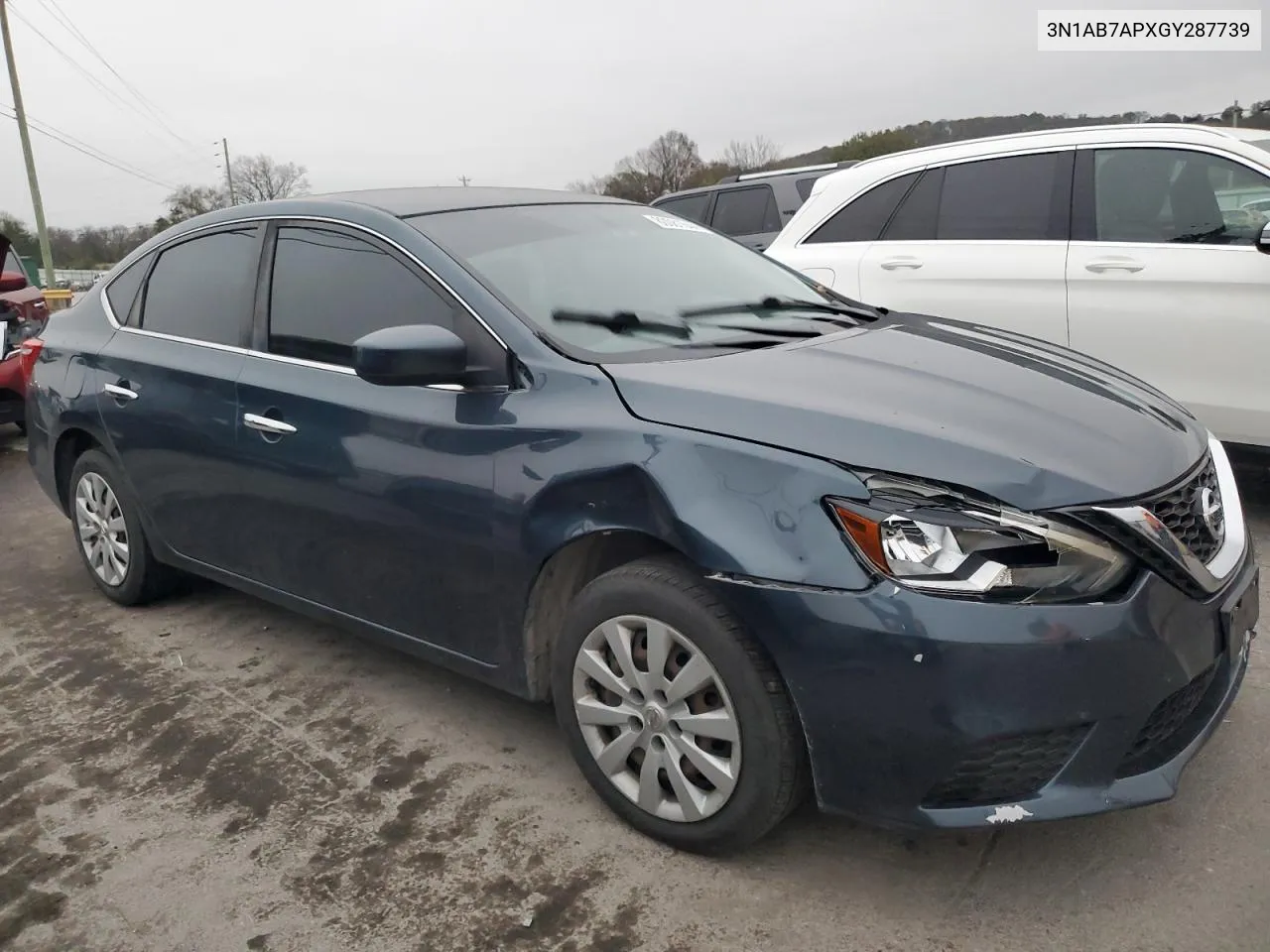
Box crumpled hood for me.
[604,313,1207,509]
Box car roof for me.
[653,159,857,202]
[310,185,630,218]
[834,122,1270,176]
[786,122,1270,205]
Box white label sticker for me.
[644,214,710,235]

--

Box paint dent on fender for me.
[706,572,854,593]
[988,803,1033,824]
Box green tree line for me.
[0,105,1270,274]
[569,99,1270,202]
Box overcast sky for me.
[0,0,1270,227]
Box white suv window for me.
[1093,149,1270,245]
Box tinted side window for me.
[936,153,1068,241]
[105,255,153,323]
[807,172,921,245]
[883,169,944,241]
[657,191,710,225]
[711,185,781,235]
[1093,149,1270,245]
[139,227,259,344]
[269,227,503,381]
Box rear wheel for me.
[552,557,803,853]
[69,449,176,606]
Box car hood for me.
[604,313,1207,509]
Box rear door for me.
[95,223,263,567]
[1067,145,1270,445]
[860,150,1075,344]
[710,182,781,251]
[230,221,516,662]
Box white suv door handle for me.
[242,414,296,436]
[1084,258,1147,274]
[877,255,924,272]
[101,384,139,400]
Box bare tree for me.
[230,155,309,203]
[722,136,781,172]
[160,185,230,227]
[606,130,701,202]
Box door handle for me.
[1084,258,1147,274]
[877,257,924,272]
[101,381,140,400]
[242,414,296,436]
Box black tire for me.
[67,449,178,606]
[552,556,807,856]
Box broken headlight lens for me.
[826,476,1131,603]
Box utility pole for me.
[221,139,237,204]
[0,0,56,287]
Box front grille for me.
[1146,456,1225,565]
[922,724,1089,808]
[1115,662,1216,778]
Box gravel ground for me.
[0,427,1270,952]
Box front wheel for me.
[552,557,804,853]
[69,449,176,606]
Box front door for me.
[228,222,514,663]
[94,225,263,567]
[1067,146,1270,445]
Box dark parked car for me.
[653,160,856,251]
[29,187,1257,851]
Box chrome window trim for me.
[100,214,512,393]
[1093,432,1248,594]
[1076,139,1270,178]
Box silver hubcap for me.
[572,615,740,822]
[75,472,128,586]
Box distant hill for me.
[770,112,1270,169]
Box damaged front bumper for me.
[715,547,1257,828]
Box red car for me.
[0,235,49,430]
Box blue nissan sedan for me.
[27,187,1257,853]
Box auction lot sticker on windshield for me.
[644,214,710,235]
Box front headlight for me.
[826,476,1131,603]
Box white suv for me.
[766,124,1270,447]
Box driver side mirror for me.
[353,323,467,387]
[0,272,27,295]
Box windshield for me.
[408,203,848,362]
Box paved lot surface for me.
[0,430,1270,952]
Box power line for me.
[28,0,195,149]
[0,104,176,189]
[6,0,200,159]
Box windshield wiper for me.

▶ **Exercise aim**
Copy out the lines above word for word, from the line containing "Box broken headlight lens for me." through the line containing "[0,427,1270,952]", including both of those lines.

▶ **Exercise output**
Box broken headlight lens for me.
[826,476,1131,603]
Box utility pole for me.
[221,139,237,204]
[0,0,56,287]
Box front grille for me.
[1146,456,1225,565]
[922,724,1089,808]
[1115,662,1216,778]
Box gravel ground for me.
[0,427,1270,952]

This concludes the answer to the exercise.